**EXERCISE PROMPT**: Exactly retype the lines below from the one containing "if any skin" through the end of the listing. Leave pictures out.

[Recorded data]
+++
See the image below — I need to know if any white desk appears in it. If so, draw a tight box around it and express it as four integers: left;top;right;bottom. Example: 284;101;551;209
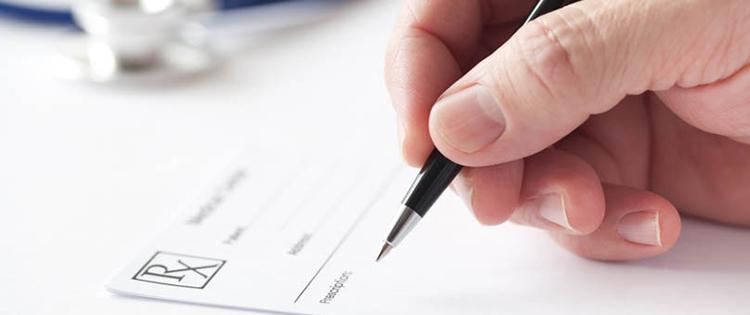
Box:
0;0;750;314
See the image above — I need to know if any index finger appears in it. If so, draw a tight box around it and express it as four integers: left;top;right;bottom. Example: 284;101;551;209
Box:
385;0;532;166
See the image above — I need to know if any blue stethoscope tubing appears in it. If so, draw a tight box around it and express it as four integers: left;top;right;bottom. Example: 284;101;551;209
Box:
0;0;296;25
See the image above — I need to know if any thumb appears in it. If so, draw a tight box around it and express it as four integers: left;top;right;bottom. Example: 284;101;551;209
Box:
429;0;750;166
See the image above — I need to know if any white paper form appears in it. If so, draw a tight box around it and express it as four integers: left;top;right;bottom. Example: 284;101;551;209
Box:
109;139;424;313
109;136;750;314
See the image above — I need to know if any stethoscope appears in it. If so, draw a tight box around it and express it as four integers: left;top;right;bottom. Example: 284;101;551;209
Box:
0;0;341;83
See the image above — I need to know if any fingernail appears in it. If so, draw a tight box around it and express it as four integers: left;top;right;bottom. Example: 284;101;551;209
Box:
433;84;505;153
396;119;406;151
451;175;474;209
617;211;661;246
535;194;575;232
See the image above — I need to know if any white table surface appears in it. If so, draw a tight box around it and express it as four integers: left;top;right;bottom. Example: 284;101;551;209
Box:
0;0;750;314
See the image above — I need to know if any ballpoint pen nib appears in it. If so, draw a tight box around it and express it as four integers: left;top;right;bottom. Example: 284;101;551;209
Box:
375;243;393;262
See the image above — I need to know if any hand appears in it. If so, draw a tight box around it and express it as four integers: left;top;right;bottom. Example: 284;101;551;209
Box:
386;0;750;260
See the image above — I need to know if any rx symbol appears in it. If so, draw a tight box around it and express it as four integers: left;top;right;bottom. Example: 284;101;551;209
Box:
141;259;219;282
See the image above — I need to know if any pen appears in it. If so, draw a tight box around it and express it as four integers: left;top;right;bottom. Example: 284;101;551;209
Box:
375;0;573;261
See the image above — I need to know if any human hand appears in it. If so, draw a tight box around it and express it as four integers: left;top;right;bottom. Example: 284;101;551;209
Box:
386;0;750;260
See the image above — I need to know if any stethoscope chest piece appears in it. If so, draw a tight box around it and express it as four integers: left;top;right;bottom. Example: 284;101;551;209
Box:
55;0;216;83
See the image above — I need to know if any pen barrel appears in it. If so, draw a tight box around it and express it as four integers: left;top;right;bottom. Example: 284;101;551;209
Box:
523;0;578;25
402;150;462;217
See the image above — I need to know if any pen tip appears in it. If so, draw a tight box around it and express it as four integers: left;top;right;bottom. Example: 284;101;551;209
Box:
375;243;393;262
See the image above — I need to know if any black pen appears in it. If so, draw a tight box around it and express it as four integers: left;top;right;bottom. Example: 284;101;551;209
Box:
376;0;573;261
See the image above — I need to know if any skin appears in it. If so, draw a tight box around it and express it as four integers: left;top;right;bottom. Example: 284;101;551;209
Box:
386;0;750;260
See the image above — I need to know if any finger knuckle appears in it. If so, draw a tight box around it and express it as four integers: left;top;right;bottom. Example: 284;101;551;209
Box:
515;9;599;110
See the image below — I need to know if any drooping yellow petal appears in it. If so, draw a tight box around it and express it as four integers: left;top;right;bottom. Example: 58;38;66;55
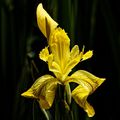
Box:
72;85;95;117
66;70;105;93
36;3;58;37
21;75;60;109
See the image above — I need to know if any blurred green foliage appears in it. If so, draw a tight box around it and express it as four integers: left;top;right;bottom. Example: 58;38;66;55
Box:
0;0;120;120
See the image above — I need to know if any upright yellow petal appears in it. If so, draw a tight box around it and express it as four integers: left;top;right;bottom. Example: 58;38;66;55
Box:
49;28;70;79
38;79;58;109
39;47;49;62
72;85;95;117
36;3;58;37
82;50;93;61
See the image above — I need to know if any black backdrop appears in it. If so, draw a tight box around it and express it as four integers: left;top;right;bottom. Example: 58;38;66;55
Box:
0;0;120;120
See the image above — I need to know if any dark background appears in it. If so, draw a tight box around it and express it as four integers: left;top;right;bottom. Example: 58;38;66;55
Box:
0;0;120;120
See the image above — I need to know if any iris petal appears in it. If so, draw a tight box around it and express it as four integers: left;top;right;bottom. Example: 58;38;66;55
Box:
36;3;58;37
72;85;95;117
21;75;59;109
+++
**EXPECTED ANSWER**:
See the image above — I need to know if any skin appears in it. If so, draw a tight box around it and express it as four integers: left;top;right;bottom. Example: 284;101;551;209
Box:
386;0;750;260
See the image above — I need to know if any finger knuckle appears in it. If so, draw a tight box around it and express it as four integers: left;top;right;bottom. Example: 284;101;551;209
Box:
515;9;599;110
See the image below — I need to know if any drooping yellow petal appears in it. If so, draw a tight box around it and express it as four integers: left;top;right;bottom. Example: 58;38;66;55
Box:
72;85;95;117
66;70;105;93
36;3;58;37
21;75;60;109
See the image above — I need to know if any blurred green foliage appears in it. If so, draw a tight box around it and express it as four integers: left;top;right;bottom. Example: 58;38;66;55
Box:
0;0;120;120
See the image above — I need to know if any upright yellow petal appears in it. If so, draw a tight box around it and express it as four integers: left;top;right;bottom. Example: 58;38;66;55
Box:
49;28;70;79
38;79;58;109
39;47;49;62
72;85;95;117
36;3;58;37
82;50;93;61
See the image above — I need to know if any black backdrop appears in it. If so, draw a tight box around it and express it as four integers: left;top;right;bottom. Example: 58;38;66;55
Box:
0;0;120;120
See the image above — I need to know if any dark background appears in it. If so, draw a tight box around it and express it as four integers: left;top;right;bottom. Example: 58;38;66;55
Box:
0;0;120;120
See the image above — I need to know if any iris petal appears in it. If so, draw a tight box around it and express it as four integers: left;top;right;bottom. Example: 58;38;66;55
Box:
36;3;58;37
72;85;95;117
21;75;59;109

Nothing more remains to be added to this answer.